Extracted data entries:
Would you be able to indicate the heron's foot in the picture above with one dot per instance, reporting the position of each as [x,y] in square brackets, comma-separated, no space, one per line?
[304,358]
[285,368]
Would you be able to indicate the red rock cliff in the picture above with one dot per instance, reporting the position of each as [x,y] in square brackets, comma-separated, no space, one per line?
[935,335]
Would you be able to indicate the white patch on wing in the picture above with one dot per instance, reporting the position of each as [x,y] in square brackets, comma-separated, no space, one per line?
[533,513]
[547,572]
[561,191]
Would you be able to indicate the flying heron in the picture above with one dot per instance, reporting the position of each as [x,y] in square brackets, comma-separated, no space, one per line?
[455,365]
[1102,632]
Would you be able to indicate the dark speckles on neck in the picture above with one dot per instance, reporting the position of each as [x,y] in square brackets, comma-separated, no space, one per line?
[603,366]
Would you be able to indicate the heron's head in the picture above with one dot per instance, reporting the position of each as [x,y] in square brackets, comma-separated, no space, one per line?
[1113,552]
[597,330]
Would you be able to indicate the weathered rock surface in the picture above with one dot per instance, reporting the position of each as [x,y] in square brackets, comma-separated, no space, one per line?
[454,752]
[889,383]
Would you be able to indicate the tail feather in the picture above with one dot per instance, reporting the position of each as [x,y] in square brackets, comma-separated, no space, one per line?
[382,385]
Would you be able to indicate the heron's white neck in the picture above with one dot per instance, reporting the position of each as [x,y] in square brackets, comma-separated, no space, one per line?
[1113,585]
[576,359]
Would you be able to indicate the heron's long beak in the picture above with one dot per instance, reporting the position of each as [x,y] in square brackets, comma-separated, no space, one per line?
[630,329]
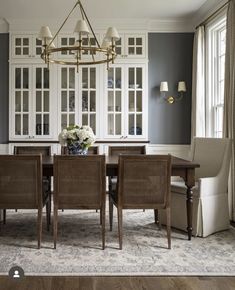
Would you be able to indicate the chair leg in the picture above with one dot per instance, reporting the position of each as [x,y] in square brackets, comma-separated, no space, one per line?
[55,225]
[120,227]
[39,227]
[110,213]
[168,226]
[4,216]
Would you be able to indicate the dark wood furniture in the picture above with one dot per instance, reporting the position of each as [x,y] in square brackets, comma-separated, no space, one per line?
[179,167]
[79,183]
[21,185]
[143,182]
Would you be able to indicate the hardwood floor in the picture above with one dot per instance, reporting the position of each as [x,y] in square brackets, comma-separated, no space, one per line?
[118,283]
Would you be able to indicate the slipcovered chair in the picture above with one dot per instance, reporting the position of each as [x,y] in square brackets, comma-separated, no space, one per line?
[210,194]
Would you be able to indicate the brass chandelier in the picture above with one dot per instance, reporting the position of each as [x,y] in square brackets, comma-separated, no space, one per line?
[82,54]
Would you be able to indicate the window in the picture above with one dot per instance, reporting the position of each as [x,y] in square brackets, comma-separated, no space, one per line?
[216,41]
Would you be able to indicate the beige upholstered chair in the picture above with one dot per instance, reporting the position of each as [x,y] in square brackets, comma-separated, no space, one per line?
[210,195]
[79,183]
[21,185]
[143,183]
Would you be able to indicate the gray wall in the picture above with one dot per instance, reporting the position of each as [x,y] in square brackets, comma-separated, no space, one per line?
[4,84]
[170,59]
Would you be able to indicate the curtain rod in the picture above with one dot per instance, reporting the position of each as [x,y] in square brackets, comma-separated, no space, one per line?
[213,14]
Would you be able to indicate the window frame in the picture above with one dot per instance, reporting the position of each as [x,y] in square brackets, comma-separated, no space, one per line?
[213,33]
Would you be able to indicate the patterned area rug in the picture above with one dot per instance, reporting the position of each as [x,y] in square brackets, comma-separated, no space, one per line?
[79,247]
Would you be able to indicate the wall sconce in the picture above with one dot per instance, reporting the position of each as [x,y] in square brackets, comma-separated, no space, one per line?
[172,99]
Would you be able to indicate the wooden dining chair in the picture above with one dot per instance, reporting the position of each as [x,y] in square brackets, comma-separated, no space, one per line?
[143,183]
[44,151]
[79,183]
[21,185]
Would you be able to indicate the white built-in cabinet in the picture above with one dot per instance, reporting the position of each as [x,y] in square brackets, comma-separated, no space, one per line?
[44,101]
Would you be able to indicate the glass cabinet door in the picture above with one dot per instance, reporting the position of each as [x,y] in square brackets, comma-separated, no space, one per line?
[67,96]
[89,91]
[21,101]
[114,101]
[42,102]
[135,101]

Assigned task — Restate each of the entries above word for word and skip every image.

Solution to this exercise —
Would you be able to indicate the heron's foot in the picture above with one dot per instance, reporting the position of each as [x,y] in square brackets, comma-separated, no space, one per line?
[304,358]
[285,368]
Would you be able to indicate the red rock cliff in the picture above with one dot per instance, reporting the position of each as [x,y] in square brackets, comma-separated, no space, one per line?
[935,335]
Would you be able to indicate the white patch on wing in the picture above with one dot per instance, reporting the position of each as [x,y] in square brackets, comma-separated, no space, one per line?
[533,513]
[547,572]
[561,191]
Would you be able to indicate the flying heron in the picture above with one dot per instance, reporting the position of each as [x,y] in square brackets, comma-separated, no space, one per line?
[455,365]
[1102,632]
Would you be able to indicate the dark speckles on neck in the picture above with one dot per instance, reporting the position of each as [x,y] in square brackets, comma-separated, no space, one per line?
[603,366]
Would you be able to indicate the heron's head in the picture above with one dot per instance, reporting the position of each as [x,y] in square brackets, comma-separated, no space, one per line?
[1113,552]
[597,330]
Would you be able to indicate the weathered rock surface in the picture above with one dot per instance, reporting the position of each as [x,y] in square brackets, comma-separated, no space, one per line?
[454,752]
[889,383]
Would you be able to indicate the tail feather in the picture above with one dot per instance, reporting the position of each as [x,y] in square brackets, comma-separated, no space, one per line?
[382,385]
Would you be able to indicate the heron's white neck in the picture above with one dot per instance, reporting the position of each as [x,y] in square brackets, comma-separated, no space, one per line?
[1113,585]
[576,359]
Would you be able to indicate the heron's long beak in the picture above with one dot per instance, reporting the position of each as [x,y] in square brackets, comma-separated, no space, one per line?
[630,329]
Would you be able to indicate the chair leg in the picture above with one dot per instance, reporting the position of each as [x,y] in square brackets, comma-separated, no space, one per line?
[55,225]
[120,227]
[39,227]
[110,213]
[168,226]
[4,216]
Would you be able to indicate the dark wood furniture in the picture above with one dot per instance, reporting the position of each as [x,y] in square brackets, comma-separated, no space, one per line?
[179,167]
[79,183]
[21,185]
[143,182]
Would you be able to indicate the hardwood floor in the picture above with one dot per instance, reporting the position of each as [x,y] in square brackets, comma-separated, no space, one per line?
[118,283]
Would you be able to indicate the slipcovered chair in the picture above with one dot per instance, reporting the position of each as [x,y] in square brackets, comma-separated, no space, one per line?
[210,194]
Would you be able to indicate the brass chandelier in the picture above with one dot per instance, reporting the position of each as [x,y] in square brackets, comma-separated, no space, one per line?
[82,54]
Would you be able to indicate the window in the picture above with one dot per instance, reporting the position of each as [x,y] in square brackets, comma-separated, no space, one per line?
[216,41]
Would you be able to indicate the beige upholstered chair in the picture above with one dot per instance, reporting the position of each as [x,y] in square brackets, comma-separated, no space, one per line?
[210,195]
[79,183]
[21,185]
[143,183]
Would you be able to indicate the gray wall in the picture above with one dot per instance, reporting the position of each as [x,y] in square brackets, comma-separated, no space, one per line?
[4,84]
[170,59]
Would you be able to indicate the curtain rod in the picture above with one dot per instance, reporting the position of each as [x,y] in square brackets, comma-separated, no space, one per line?
[213,14]
Would you be able to indicate the window frame in the picture above with one dot per instance, reporting the position of each as [x,y] in square brackets, comma-separated, no space, one per line?
[213,33]
Would you be able to indicate the patterned area rug in the picture above with one dot per instance, reporting the position of each as [x,y] in square brackets, comma-separated, no space, one per line?
[79,247]
Would you be able to indicate the wall sconce in the picture above with one dot per instance, reporting the position of each as [x,y] in square brackets, comma-separated, no space, one per line?
[172,99]
Would you be able to indicate the wooden dining chair in the picture above with one dot per instance, reporting the position of each as [x,y] in square brackets, comma-separated, no space, one per line?
[143,183]
[44,151]
[79,183]
[21,185]
Would you be able to indicate the white built-in cabinet in the picture above with one dot per instance, reporting the position of each as [x,y] in square brackets, comma-separated, no space, one per line?
[44,101]
Would you be able to indicate the glass cabinet door in the picture above with one dot per instance, reporting the position of each as [x,y] in square brackets, comma-separated, no space, one per line?
[67,96]
[89,91]
[21,101]
[114,101]
[42,102]
[135,101]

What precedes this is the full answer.